• [YOUR INSTRUCTIONS]:
The reply must repeat the listing below exactly and carry none of its pictures.
________________________
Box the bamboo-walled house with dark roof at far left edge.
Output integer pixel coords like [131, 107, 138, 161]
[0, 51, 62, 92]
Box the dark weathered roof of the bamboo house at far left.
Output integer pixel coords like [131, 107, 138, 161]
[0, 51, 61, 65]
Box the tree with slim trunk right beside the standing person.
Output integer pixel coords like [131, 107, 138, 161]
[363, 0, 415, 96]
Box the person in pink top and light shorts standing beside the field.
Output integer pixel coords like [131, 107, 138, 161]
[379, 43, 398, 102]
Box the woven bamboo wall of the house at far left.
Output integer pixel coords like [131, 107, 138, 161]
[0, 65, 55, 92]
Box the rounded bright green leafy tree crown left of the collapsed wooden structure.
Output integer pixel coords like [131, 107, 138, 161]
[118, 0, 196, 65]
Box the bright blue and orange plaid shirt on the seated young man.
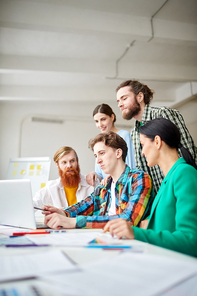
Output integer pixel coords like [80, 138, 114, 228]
[64, 165, 153, 228]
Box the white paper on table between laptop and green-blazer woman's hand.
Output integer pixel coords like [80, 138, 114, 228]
[26, 231, 122, 246]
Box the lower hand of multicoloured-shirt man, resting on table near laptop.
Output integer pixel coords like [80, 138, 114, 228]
[44, 213, 76, 229]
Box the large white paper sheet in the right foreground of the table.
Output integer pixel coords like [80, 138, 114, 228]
[42, 252, 197, 296]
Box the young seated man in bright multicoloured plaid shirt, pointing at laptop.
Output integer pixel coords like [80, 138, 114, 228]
[43, 132, 153, 229]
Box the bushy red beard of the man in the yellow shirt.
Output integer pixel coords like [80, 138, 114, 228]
[59, 165, 81, 188]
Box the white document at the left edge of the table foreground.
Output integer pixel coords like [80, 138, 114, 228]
[0, 249, 77, 282]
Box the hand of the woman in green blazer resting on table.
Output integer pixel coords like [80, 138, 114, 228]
[104, 218, 135, 239]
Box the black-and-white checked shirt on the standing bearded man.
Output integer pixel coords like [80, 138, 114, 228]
[131, 105, 197, 193]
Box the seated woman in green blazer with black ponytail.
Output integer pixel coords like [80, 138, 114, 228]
[104, 118, 197, 257]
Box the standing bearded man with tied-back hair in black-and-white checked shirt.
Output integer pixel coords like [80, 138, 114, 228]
[116, 80, 197, 194]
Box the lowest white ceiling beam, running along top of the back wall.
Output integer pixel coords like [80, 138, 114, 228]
[0, 81, 175, 105]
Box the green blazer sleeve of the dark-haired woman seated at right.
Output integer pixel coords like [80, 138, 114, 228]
[133, 166, 197, 257]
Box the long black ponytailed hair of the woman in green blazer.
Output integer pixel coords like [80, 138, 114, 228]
[139, 118, 197, 169]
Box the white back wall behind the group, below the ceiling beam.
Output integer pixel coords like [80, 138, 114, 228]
[0, 98, 197, 179]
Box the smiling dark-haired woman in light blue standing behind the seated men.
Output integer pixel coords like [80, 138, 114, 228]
[86, 104, 136, 185]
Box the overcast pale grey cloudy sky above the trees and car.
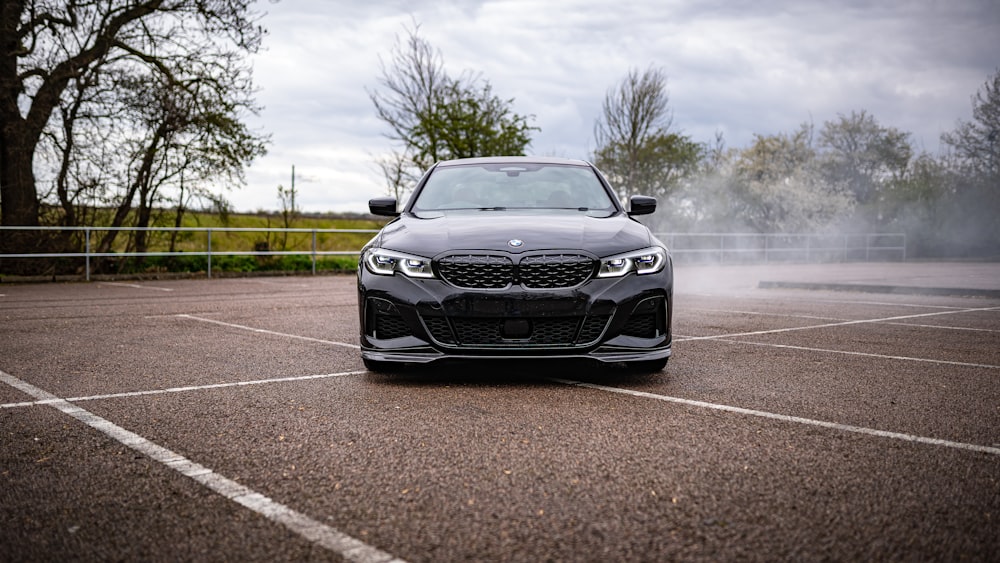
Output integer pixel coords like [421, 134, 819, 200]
[236, 0, 1000, 212]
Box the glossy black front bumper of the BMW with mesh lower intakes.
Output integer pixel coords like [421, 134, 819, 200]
[358, 265, 673, 363]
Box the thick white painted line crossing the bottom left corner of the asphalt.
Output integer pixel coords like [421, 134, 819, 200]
[0, 371, 405, 563]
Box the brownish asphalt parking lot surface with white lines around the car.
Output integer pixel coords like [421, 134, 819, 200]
[0, 263, 1000, 561]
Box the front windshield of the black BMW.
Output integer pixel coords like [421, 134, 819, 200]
[413, 163, 614, 212]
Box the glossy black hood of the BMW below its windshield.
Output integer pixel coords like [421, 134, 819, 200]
[374, 210, 653, 257]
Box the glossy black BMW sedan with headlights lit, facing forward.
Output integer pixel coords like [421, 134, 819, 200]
[358, 157, 673, 371]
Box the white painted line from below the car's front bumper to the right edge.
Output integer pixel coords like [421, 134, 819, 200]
[549, 377, 1000, 456]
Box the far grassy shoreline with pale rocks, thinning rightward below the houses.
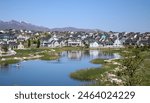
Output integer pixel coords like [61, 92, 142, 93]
[0, 47, 122, 64]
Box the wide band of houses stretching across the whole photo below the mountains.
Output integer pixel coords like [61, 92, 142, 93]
[0, 31, 150, 52]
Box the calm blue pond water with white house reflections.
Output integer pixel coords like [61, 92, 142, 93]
[0, 50, 115, 86]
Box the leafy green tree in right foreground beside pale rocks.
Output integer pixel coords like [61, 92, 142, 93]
[118, 48, 144, 86]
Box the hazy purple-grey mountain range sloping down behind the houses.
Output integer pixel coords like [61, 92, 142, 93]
[0, 20, 102, 32]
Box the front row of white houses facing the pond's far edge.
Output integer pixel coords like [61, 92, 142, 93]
[41, 34, 127, 48]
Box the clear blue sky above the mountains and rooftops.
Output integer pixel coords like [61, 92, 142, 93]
[0, 0, 150, 32]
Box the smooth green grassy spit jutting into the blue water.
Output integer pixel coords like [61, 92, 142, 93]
[70, 59, 117, 81]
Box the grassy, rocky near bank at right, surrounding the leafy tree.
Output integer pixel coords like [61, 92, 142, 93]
[70, 47, 150, 86]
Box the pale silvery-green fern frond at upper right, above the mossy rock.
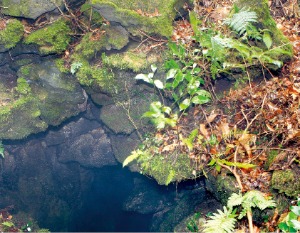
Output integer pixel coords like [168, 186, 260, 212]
[224, 8, 257, 35]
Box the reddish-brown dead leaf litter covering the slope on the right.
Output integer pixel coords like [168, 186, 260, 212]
[156, 0, 300, 231]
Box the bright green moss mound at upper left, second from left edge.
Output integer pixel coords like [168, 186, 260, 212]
[25, 19, 71, 55]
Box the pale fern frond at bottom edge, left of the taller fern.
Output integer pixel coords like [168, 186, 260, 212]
[203, 206, 236, 233]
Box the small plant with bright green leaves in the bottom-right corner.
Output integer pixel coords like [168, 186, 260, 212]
[278, 198, 300, 232]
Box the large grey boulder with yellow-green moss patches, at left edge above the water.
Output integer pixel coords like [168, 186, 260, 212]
[0, 61, 86, 139]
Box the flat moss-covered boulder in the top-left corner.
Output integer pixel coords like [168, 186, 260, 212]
[1, 0, 63, 19]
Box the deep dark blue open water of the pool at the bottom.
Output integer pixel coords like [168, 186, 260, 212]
[70, 166, 157, 232]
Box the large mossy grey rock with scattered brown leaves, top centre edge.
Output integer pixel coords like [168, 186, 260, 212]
[91, 0, 184, 36]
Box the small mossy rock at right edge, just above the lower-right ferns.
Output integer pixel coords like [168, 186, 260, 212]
[272, 170, 300, 198]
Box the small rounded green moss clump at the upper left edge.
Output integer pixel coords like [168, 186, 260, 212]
[0, 19, 24, 49]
________________________
• [WRITTEN REPLY]:
Box the bamboo-walled house with dark roof at far left edge.
Output integer pixel coords like [131, 107, 138, 161]
[0, 51, 62, 92]
Box the dark weathered roof of the bamboo house at far left.
Output integer pixel coords like [131, 107, 138, 161]
[0, 51, 61, 65]
Box the tree with slim trunk right beside the standing person.
Output integer pixel coords like [131, 107, 138, 161]
[363, 0, 415, 96]
Box the person in pink top and light shorts standing beside the field.
Output integer pixel coords like [131, 107, 138, 161]
[379, 43, 398, 102]
Box the woven bamboo wall of the house at far left.
Output integer pixel coords like [131, 107, 138, 161]
[0, 65, 55, 92]
Box the rounded bright green leafy tree crown left of the collapsed wooden structure.
Output integer pixel coords like [131, 107, 138, 161]
[118, 0, 196, 65]
Box the bright blue and orange plaid shirt on the seated young man.
Output integer pixel coords like [80, 138, 114, 228]
[64, 165, 153, 228]
Box the white paper on table between laptop and green-blazer woman's hand.
Output integer pixel coords like [80, 138, 114, 228]
[26, 231, 122, 246]
Box the lower hand of multicoloured-shirt man, resting on table near laptop.
Output integer pixel coords like [80, 138, 114, 228]
[44, 213, 76, 229]
Box the large white paper sheet in the right foreground of the table.
Output integer pixel coords like [80, 138, 114, 228]
[42, 252, 197, 296]
Box the young seated man in bright multicoloured plaid shirt, pointing at laptop.
Output integer pixel coords like [80, 138, 114, 228]
[43, 132, 153, 229]
Box the bushy red beard of the man in the yellow shirt.
Output integer pixel coords like [80, 138, 114, 228]
[59, 165, 81, 188]
Box the white document at the left edge of the table foreground.
Output integer pixel coords like [80, 138, 114, 228]
[0, 249, 77, 282]
Box the hand of the woman in green blazer resting on table.
Output integer pixel coords like [80, 138, 114, 228]
[104, 218, 135, 239]
Box the black-and-white checked shirt on the standing bearded man.
Output integer pixel coords like [80, 138, 114, 228]
[131, 105, 197, 193]
Box the seated woman in green blazer with black ponytail.
Output integer pixel coords like [80, 138, 114, 228]
[104, 118, 197, 257]
Box the standing bearded man with tied-back hair in black-and-white checked shirt.
Output integer pixel coords like [80, 138, 114, 228]
[116, 80, 197, 194]
Box the lowest white ceiling beam, running along top of the back wall.
Output integer pixel coords like [80, 138, 114, 228]
[0, 81, 175, 105]
Box the green blazer sleeve of the dark-haired woman seated at right.
Output integer pixel coords like [80, 138, 114, 228]
[133, 166, 197, 257]
Box the long black ponytailed hair of the woman in green blazer.
Output integer pixel coords like [80, 138, 114, 228]
[139, 118, 197, 169]
Box the white back wall behind the group, below the ceiling beam.
Output integer pixel coords like [80, 138, 114, 228]
[0, 98, 197, 179]
Box the smiling dark-haired woman in light blue standing behind the seated men.
Output integer pixel coords like [80, 138, 114, 228]
[86, 104, 136, 185]
Box the overcast pale grey cloudy sky above the trees and car.
Output integer pixel coords like [421, 134, 819, 200]
[236, 0, 1000, 212]
Box the glossy black front bumper of the BMW with mesh lower intakes.
Output integer pixel coords like [421, 134, 819, 200]
[358, 265, 673, 363]
Box the thick white painted line crossing the bottom left corner of the asphalt.
Output integer pixel coords like [421, 134, 819, 200]
[0, 371, 405, 563]
Box the brownish asphalt parking lot surface with white lines around the car.
Output integer pixel coords like [421, 134, 819, 200]
[0, 263, 1000, 561]
Box the front windshield of the black BMW.
Output integer pixel coords like [421, 134, 819, 200]
[413, 163, 614, 212]
Box the glossy black hood of the BMW below its windshield.
Output integer pixel coords like [421, 134, 819, 200]
[374, 210, 653, 257]
Box the glossy black BMW sedan with headlights lit, facing forward.
Output integer pixel coords like [421, 134, 819, 200]
[358, 157, 673, 371]
Box the white painted line from below the car's front bumper to the right edge.
Output integer pixel coords like [421, 134, 819, 200]
[549, 377, 1000, 456]
Box the far grassy shoreline with pale rocks, thinning rightward below the houses.
Output integer pixel coords like [61, 92, 142, 93]
[0, 47, 122, 64]
Box the wide band of houses stretching across the whole photo below the mountains.
Output integer pixel coords like [61, 92, 142, 93]
[0, 31, 150, 52]
Box the calm blue pond water with white house reflections.
Output integer pixel coords like [61, 92, 142, 93]
[0, 50, 115, 86]
Box the leafy green tree in right foreground beside pale rocks.
Output integer pixel coords like [61, 92, 142, 93]
[118, 48, 144, 86]
Box the hazy purple-grey mountain range sloping down behind the houses.
Output integer pixel coords like [61, 92, 142, 93]
[0, 20, 102, 32]
Box the front row of white houses facing the pond's far edge.
Output integer pixel coords like [61, 92, 142, 93]
[41, 34, 127, 48]
Box the clear blue sky above the mountains and rooftops.
Output integer pixel coords like [61, 92, 142, 93]
[0, 0, 150, 32]
Box the smooth green grassy spit jutting into the blue water.
Output integer pixel coords like [61, 92, 142, 93]
[70, 59, 117, 81]
Box the grassy, rocky near bank at right, surrounding the leafy tree.
Output integer pixel coords like [61, 92, 142, 93]
[70, 47, 150, 86]
Box the pale silvery-green fern frond at upper right, above the mossy rock.
Output integer pixel coords like [168, 186, 260, 212]
[224, 8, 257, 35]
Box the reddish-brown dead leaf litter covering the slope on the right.
Output integer pixel coords like [168, 186, 260, 212]
[156, 0, 300, 231]
Box the bright green moss mound at upper left, second from left edge.
Output integer pixel coords like [168, 186, 260, 212]
[25, 19, 71, 55]
Box the pale fern frond at bottom edge, left of the taller fern.
Output integer pixel coords like [168, 186, 260, 212]
[203, 206, 236, 233]
Box the small plant with bright green leaves in the bottom-right corner.
Output integer pixel coords like [168, 186, 260, 212]
[278, 198, 300, 232]
Box the large grey boulder with yellow-green moss patches, at left edge above the water.
Output integer pixel coords like [168, 186, 260, 212]
[0, 61, 86, 139]
Box the flat moss-covered boulder in the top-left corner.
Output integer pixel coords like [168, 186, 260, 212]
[1, 0, 63, 19]
Box the deep dark blue open water of the pool at the bottom.
Output integer pixel coords like [168, 186, 260, 212]
[70, 166, 157, 232]
Box the large mossy grey rock with scattered brown leaves, top centre edge.
Output integer pixel coords like [168, 186, 260, 212]
[91, 0, 184, 36]
Box the small mossy rock at right edge, just above the lower-right ferns.
Output integer pixel coords like [168, 186, 260, 212]
[272, 170, 300, 198]
Box the small rounded green moss clump at the upper left edge.
Output integer pixel coords like [168, 186, 260, 212]
[0, 19, 24, 49]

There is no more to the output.